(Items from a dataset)

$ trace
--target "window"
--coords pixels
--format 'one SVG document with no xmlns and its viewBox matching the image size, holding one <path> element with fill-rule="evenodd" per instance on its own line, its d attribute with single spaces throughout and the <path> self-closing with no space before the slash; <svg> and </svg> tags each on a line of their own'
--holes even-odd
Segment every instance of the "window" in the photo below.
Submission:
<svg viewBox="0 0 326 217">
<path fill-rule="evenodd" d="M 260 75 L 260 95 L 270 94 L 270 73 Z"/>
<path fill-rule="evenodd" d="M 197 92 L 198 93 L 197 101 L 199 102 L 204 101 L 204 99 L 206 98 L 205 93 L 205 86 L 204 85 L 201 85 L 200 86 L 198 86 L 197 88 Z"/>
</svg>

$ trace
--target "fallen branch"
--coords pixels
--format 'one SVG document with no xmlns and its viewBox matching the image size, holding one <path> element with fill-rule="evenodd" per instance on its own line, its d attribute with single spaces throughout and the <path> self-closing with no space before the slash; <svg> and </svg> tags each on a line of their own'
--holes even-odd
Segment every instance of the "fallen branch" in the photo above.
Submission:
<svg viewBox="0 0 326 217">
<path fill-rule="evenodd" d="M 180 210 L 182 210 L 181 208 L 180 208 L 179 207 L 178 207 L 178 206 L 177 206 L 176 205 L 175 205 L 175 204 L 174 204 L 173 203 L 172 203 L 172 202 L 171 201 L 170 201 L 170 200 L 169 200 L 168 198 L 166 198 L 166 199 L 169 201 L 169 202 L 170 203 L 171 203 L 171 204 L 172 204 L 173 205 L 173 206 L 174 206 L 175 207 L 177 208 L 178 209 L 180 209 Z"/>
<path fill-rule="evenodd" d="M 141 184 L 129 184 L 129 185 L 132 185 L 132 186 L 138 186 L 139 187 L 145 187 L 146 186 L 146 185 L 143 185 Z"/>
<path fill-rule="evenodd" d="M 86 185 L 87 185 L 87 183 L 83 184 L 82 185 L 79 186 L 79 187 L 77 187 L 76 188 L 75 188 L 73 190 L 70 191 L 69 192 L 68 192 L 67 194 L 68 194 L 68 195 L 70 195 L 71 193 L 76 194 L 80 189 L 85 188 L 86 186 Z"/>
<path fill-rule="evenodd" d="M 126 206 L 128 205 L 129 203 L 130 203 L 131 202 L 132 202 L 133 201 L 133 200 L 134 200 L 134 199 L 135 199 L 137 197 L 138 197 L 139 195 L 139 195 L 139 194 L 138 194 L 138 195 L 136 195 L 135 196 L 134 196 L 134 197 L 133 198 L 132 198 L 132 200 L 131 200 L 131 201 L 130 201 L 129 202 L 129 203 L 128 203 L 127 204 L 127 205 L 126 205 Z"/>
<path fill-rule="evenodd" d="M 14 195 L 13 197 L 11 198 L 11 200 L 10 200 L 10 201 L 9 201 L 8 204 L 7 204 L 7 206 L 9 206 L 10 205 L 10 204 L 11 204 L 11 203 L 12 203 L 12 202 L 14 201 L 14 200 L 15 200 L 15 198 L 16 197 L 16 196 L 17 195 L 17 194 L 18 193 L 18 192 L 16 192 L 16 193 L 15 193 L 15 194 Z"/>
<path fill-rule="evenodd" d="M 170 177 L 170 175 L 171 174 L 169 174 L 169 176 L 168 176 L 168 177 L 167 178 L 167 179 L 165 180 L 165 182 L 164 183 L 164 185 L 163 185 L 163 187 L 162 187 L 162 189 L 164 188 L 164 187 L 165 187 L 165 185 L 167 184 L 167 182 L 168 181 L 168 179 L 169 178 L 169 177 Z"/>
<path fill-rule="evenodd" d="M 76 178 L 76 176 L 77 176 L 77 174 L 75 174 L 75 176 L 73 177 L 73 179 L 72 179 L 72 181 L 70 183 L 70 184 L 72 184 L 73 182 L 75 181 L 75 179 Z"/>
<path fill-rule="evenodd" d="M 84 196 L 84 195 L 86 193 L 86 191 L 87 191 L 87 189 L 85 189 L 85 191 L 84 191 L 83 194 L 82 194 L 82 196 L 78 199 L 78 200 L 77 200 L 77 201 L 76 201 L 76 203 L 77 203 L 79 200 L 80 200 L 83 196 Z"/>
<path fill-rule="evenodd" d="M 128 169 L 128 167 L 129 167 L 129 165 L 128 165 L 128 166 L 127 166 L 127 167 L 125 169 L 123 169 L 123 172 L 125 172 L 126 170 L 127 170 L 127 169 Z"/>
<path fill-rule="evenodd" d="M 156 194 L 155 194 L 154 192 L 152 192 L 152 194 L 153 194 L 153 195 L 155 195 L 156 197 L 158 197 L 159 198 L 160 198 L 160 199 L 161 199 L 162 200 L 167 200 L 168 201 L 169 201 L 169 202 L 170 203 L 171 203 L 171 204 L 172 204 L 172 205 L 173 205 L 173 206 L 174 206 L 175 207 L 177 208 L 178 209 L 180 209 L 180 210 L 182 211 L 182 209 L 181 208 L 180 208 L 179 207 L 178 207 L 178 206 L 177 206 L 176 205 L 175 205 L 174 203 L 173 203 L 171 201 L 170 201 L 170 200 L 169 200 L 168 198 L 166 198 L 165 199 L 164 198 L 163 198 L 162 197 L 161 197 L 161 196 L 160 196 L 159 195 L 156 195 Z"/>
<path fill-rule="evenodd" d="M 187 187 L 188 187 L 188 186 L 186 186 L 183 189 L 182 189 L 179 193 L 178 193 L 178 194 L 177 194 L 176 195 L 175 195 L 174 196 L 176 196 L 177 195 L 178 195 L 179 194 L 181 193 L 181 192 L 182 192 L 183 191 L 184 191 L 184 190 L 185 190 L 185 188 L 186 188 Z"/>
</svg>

* WORK TO DO
Reproduce the data from its first line through the line containing "260 75 L 260", inclusive. Multiply every viewBox value and path coordinate in the answers by 0.35, round each to a whole number with halves going up, and keep everything else unchanged.

* EXPECTED OUTPUT
$ trace
--target "window"
--coords pixels
--format 'one SVG document with no xmlns and its viewBox matching the image size, holding one <path> element with fill-rule="evenodd" per instance on its own line, its d attribute with single spaces throughout and the <path> self-closing with no space before the slash; <svg> and </svg> tags each on a line of their own'
--holes even-odd
Segment every instance of the "window" in the photo below.
Submission:
<svg viewBox="0 0 114 76">
<path fill-rule="evenodd" d="M 91 26 L 91 33 L 95 33 L 95 26 Z"/>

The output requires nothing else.